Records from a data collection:
━━━━━━

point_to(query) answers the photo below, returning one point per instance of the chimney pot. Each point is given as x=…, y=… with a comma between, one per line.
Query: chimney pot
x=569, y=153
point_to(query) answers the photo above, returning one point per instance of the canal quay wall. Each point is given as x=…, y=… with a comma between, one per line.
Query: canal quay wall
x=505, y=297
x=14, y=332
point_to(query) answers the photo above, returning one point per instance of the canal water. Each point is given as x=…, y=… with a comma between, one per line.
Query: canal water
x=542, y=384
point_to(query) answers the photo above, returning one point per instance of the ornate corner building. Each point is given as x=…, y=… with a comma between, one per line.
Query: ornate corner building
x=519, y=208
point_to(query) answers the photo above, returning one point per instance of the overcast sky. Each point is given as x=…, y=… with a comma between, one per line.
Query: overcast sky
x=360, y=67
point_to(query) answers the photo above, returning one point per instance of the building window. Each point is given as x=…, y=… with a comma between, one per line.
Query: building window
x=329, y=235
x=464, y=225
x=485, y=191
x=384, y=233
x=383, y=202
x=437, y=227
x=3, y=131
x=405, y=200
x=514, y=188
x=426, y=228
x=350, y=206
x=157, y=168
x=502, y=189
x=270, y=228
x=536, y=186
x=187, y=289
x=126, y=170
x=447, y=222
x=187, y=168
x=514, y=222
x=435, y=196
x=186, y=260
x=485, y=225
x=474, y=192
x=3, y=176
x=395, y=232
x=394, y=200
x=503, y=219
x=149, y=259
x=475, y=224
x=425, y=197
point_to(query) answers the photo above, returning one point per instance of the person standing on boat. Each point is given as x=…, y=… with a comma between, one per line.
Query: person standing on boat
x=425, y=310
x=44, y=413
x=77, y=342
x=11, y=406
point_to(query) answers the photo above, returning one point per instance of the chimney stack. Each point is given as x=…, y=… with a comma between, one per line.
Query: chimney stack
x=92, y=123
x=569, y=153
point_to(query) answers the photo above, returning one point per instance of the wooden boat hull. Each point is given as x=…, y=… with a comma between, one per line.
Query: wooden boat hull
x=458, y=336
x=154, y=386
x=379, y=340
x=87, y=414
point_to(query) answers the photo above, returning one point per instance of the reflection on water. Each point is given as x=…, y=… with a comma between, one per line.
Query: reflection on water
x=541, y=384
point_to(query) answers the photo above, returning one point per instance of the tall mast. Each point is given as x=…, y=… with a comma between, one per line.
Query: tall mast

━━━━━━

*TO DO*: Print the lines of the records word for word, starting at the line that contains "the canal quay" and ending at the line that contains "x=360, y=67", both included.

*ANSWER TO THIS TASK*:
point_to(query) answers the photo above, returning one point per instance of the canal quay wall. Each point is given as x=…, y=… with a comma between, one per line.
Query: canal quay wall
x=505, y=297
x=14, y=332
point_to(query) answers the photo above, returning one point per instance of the canal water. Each point is given as x=…, y=… with a comma between, one per line.
Query: canal water
x=542, y=384
point_to(query) answers the photo above, returning one point per instance of the ornate corner building. Each point is given as x=…, y=… with a comma between, one per line.
Query: ornate corner building
x=519, y=208
point_to(query) answers the photo above, returning one point per instance of the overcast sky. Each point is given as x=…, y=… with a comma between, one per line.
Query: overcast sky
x=360, y=67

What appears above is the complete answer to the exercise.